Kaya Rain

Kaya Rain
Our beautiful daughter.

Saturday, September 14, 2013

Awesome Saturday

  Sure can't complain about the awesome weather today, all the fun and giggles. Hit the Farmer's Market early. Got a great deal on bell peppers, jalepenos, sorreno peppers and corn. Kaya always gets to pick her a veggie..this time she picked a pumpkin and sweet potatoes :) Picked her free book out and to the park we went to play.
  From there we hit MillCreek for a walk and a picnic. She LOVED it :) She fed the fish in the creek leftover bread and had a ball "exploring everything."
  From there we let her stop at a local grocery and pick out some canned goods for the local pantry benefit at the river. She warmed my heart when she said "I like to help others. Everybody should want to help everybody!!" Spent a great afternoon listening to the band, having a lemon shake up and watching Kaya play in the bouncy house.
  Decided to try making a lemon-shake up at home..came out great..and then spent the evening at Kaya's Pappaw Wade's. Had a nice visit.
  Then home to pick tomatoes. Worrying me about these evening temps dropping so cool. We picked a  gallon of cherry tomatoes out of the garden and have new blooms coming on!!!! 
  Now chilling out in our pjs and calling it an evening soon. Love spending our days together having a great time.

- PROBLEM STATEMENT
Translate this sentence from the blog post above into Spanish: "From there we hit MillCreek for a walk and a picnic."

- DATA EXTRACT

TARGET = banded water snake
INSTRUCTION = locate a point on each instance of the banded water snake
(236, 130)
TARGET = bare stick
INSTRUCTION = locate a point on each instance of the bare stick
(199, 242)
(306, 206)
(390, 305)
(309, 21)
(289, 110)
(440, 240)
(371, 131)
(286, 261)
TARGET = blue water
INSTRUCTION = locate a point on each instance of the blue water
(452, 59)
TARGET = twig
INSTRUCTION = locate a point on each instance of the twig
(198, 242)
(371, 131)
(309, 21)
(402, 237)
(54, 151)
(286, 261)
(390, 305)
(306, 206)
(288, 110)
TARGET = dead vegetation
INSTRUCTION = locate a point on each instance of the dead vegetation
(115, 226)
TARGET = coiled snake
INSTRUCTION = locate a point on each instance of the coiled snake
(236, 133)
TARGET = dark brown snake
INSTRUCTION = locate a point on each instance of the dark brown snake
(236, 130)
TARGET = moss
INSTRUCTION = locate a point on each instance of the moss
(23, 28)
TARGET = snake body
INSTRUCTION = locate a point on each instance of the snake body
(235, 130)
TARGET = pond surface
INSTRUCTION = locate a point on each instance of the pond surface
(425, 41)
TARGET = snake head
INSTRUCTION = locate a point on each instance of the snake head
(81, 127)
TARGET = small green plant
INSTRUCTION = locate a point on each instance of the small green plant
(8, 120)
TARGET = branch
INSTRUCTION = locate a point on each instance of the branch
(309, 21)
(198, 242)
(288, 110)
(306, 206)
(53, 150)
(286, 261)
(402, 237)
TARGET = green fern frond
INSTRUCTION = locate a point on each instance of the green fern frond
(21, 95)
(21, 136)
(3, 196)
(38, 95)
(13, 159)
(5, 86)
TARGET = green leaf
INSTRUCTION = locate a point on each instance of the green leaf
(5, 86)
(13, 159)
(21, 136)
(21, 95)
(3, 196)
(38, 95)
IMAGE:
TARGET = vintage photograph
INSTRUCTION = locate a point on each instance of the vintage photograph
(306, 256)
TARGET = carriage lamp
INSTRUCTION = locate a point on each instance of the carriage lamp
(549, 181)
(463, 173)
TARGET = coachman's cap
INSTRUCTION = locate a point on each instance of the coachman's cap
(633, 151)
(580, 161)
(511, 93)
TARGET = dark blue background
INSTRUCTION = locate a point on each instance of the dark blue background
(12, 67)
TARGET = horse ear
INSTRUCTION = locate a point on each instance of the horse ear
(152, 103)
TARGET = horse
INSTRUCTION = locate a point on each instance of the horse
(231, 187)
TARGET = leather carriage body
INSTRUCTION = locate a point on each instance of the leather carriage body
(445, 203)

- ANSWER SECTION
Desde allí fuimos a MillCreek a dar un paseo y hacer un pícnic.